Pointing dataset excerpts
• • • •

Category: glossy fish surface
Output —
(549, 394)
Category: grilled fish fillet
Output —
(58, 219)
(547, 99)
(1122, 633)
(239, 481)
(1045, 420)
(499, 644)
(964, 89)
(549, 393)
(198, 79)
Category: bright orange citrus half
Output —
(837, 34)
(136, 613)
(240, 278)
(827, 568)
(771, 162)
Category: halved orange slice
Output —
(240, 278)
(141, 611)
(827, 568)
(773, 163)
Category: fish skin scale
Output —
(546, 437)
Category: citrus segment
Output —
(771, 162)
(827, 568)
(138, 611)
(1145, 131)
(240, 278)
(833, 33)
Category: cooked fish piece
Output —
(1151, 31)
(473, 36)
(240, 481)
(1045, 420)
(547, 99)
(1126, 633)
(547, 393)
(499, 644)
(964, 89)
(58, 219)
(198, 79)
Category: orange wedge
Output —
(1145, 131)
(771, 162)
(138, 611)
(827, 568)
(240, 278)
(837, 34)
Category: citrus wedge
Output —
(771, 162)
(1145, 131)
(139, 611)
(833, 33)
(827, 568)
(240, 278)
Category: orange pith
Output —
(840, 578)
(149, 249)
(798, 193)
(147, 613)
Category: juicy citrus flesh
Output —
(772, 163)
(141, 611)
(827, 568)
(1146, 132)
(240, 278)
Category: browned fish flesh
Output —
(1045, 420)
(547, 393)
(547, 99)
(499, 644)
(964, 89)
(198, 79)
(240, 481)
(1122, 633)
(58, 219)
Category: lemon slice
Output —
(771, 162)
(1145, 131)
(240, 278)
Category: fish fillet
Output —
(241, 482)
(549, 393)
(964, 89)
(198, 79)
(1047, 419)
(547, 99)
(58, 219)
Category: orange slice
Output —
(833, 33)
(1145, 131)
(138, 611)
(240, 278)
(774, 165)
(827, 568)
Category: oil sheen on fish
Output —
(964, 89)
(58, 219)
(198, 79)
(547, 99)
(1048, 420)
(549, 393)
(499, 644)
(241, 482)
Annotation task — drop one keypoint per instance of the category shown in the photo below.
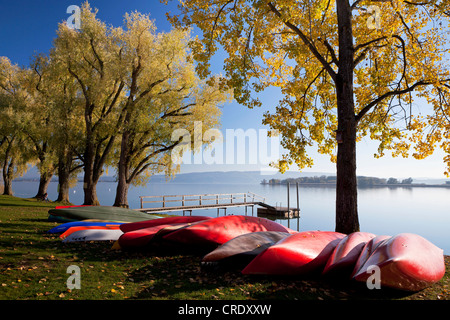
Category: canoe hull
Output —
(346, 253)
(406, 262)
(65, 226)
(105, 213)
(298, 254)
(217, 231)
(94, 235)
(162, 221)
(141, 238)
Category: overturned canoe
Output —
(71, 230)
(63, 227)
(406, 262)
(94, 235)
(367, 251)
(245, 247)
(298, 254)
(142, 237)
(105, 213)
(162, 221)
(347, 252)
(217, 231)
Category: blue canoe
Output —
(63, 227)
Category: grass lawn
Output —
(34, 266)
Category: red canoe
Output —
(297, 254)
(347, 252)
(248, 244)
(141, 237)
(406, 262)
(127, 227)
(217, 231)
(367, 251)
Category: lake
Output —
(387, 211)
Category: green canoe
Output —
(105, 213)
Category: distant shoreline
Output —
(398, 185)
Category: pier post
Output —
(289, 213)
(298, 210)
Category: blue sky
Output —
(28, 27)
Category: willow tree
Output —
(92, 57)
(163, 94)
(58, 133)
(15, 149)
(346, 69)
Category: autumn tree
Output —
(92, 57)
(15, 149)
(164, 94)
(60, 130)
(346, 70)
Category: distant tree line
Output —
(362, 181)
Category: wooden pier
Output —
(188, 203)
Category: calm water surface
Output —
(388, 211)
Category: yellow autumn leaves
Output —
(399, 62)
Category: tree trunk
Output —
(8, 177)
(123, 185)
(89, 185)
(346, 185)
(44, 181)
(64, 178)
(122, 194)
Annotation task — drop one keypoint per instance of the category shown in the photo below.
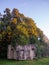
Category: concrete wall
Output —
(21, 52)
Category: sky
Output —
(38, 10)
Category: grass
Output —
(44, 61)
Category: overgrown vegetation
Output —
(15, 28)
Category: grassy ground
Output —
(44, 61)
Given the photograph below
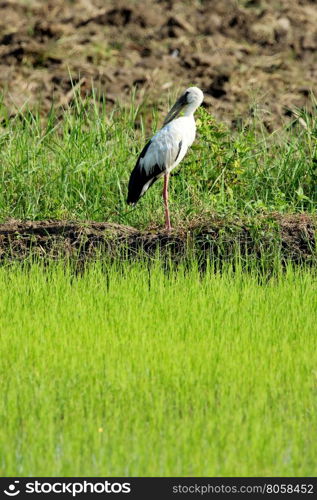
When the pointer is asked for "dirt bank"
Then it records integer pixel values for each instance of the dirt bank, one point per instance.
(290, 236)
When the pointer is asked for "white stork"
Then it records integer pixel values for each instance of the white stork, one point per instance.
(166, 149)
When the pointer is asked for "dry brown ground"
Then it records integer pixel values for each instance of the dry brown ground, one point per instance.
(249, 56)
(290, 236)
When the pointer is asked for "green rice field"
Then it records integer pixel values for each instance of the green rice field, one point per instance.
(132, 371)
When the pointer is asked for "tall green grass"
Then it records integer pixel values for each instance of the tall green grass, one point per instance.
(132, 371)
(76, 164)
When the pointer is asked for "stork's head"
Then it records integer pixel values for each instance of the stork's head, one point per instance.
(189, 101)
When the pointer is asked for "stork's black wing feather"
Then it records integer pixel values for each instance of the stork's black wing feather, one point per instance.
(151, 165)
(140, 176)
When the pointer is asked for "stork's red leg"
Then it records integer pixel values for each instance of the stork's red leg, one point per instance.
(165, 197)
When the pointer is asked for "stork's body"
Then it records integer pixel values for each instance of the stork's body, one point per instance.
(166, 149)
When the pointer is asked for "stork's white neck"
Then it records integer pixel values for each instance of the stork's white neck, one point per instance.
(190, 109)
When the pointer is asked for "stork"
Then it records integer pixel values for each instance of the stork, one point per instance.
(166, 149)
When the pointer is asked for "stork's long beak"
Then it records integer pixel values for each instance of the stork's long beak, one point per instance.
(176, 109)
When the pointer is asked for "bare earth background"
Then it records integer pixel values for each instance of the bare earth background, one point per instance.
(249, 56)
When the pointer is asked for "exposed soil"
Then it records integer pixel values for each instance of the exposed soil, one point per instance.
(249, 56)
(293, 237)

• • • •

** Required task **
Write out the material above again, word for word, minus its pictures.

** Completed exercise **
Category: glossy fish surface
Output —
(549, 394)
Category: grilled fish fillet
Output —
(58, 219)
(547, 99)
(1122, 633)
(239, 481)
(1045, 420)
(499, 644)
(964, 89)
(549, 393)
(198, 79)
Category: bright orange citrus half
Output —
(837, 34)
(136, 613)
(240, 278)
(827, 568)
(771, 162)
Category: halved orange slice
Output —
(240, 278)
(141, 611)
(827, 568)
(773, 163)
Category: fish skin scale
Output —
(546, 437)
Category: citrus segment
Output —
(771, 162)
(827, 568)
(138, 611)
(1145, 131)
(240, 278)
(833, 33)
Category: cooked fish piece
Output —
(1151, 31)
(473, 36)
(240, 481)
(1045, 420)
(547, 99)
(1126, 633)
(547, 393)
(499, 644)
(964, 89)
(58, 219)
(198, 79)
Category: orange wedge
Output —
(1145, 131)
(771, 162)
(138, 611)
(827, 568)
(240, 278)
(837, 34)
Category: citrus wedge
Output —
(771, 162)
(1145, 131)
(139, 611)
(833, 33)
(827, 568)
(240, 278)
Category: orange pith
Output —
(840, 578)
(149, 249)
(798, 193)
(147, 613)
Category: juicy citrus flesh
Output —
(772, 163)
(141, 611)
(827, 568)
(1146, 132)
(240, 278)
Category: browned fish flesh
Output —
(1045, 420)
(547, 393)
(547, 99)
(499, 644)
(964, 89)
(198, 79)
(240, 481)
(1122, 633)
(58, 219)
Category: lemon slice
Output —
(771, 162)
(1145, 131)
(240, 278)
Category: fish fillet
Output —
(241, 482)
(549, 393)
(964, 89)
(198, 79)
(1047, 419)
(547, 99)
(58, 219)
Category: orange slice
Output —
(833, 33)
(1145, 131)
(138, 611)
(240, 278)
(774, 165)
(827, 568)
Category: oil sheen on fish
Output —
(964, 89)
(58, 219)
(198, 79)
(547, 99)
(1048, 420)
(549, 393)
(499, 644)
(241, 482)
Annotation task — drop one keypoint per instance of the category shown in the photo below.
Category: canoe hull
Output —
(346, 253)
(406, 262)
(65, 226)
(105, 213)
(298, 254)
(217, 231)
(94, 235)
(162, 221)
(141, 238)
Category: overturned canoe
Output —
(71, 230)
(63, 227)
(406, 262)
(94, 235)
(367, 251)
(245, 247)
(298, 254)
(142, 237)
(105, 213)
(162, 221)
(347, 252)
(217, 231)
Category: blue canoe
Output —
(63, 227)
Category: grass lawn
Output —
(34, 266)
Category: red canoe
Output —
(297, 254)
(347, 252)
(248, 244)
(141, 237)
(406, 262)
(127, 227)
(217, 231)
(367, 251)
Category: lake
Output —
(387, 211)
Category: green canoe
Output —
(105, 213)
Category: distant shoreline
Output —
(398, 185)
Category: pier post
Output —
(289, 213)
(298, 210)
Category: blue sky
Output —
(28, 27)
Category: willow tree
Output —
(92, 57)
(163, 94)
(58, 133)
(15, 149)
(346, 69)
Category: autumn tree
Output —
(92, 57)
(15, 149)
(164, 94)
(60, 130)
(346, 70)
Category: distant tree line
Output —
(362, 181)
Category: wooden pier
Output —
(188, 203)
Category: calm water surface
Output —
(388, 211)
Category: yellow autumn leaves
Output —
(399, 62)
Category: tree trunk
Output —
(8, 177)
(123, 185)
(89, 185)
(346, 185)
(44, 181)
(64, 178)
(122, 194)
Annotation task — drop one keypoint per instance of the category shown in the photo below.
Category: concrete wall
Output —
(21, 52)
Category: sky
Output —
(38, 10)
Category: grass
Output —
(44, 61)
Category: overgrown vegetation
Output —
(15, 28)
Category: grassy ground
Output —
(44, 61)
Given the photograph below
When the pointer is asked for "dirt bank"
Then it records integer pixel values for each instance of the dirt bank, one point per instance.
(290, 236)
When the pointer is asked for "white stork"
Then it records integer pixel values for each instance of the white stork, one point per instance.
(166, 149)
When the pointer is asked for "dry brown ground"
Then it records integer pixel values for each instance of the dry brown ground, one point per instance.
(249, 56)
(290, 236)
When the pointer is asked for "green rice field"
Then it records integer pixel values for each instance of the green rice field, one point per instance.
(132, 371)
When the pointer is asked for "tall green grass"
Then it records integer pixel values for each instance of the tall green grass, one point per instance.
(132, 371)
(76, 164)
When the pointer is asked for "stork's head"
Then it records integer pixel values for each instance of the stork's head, one point per instance.
(189, 101)
When the pointer is asked for "stork's black wing feather"
Then it records integer pixel values for each instance of the stork's black wing feather, one point per instance.
(151, 165)
(140, 176)
When the pointer is asked for "stork's red leg"
Then it records integer pixel values for each instance of the stork's red leg, one point per instance.
(165, 197)
When the pointer is asked for "stork's body"
Then it records integer pixel values for each instance of the stork's body, one point per instance.
(166, 149)
When the pointer is asked for "stork's white neck"
Then it records integer pixel values for each instance of the stork's white neck, one point per instance.
(190, 109)
When the pointer is asked for "stork"
Then it records integer pixel values for each instance of the stork, one point per instance.
(166, 149)
When the pointer is asked for "stork's long beak"
Then it records integer pixel values for each instance of the stork's long beak, one point per instance.
(176, 109)
When the pointer is asked for "bare earth background"
Then it records integer pixel values for each instance of the bare earth background, one point per instance.
(249, 56)
When the pointer is asked for "exposed soil"
Then it records integer pixel values for each instance of the exposed soil, one point per instance.
(249, 56)
(293, 237)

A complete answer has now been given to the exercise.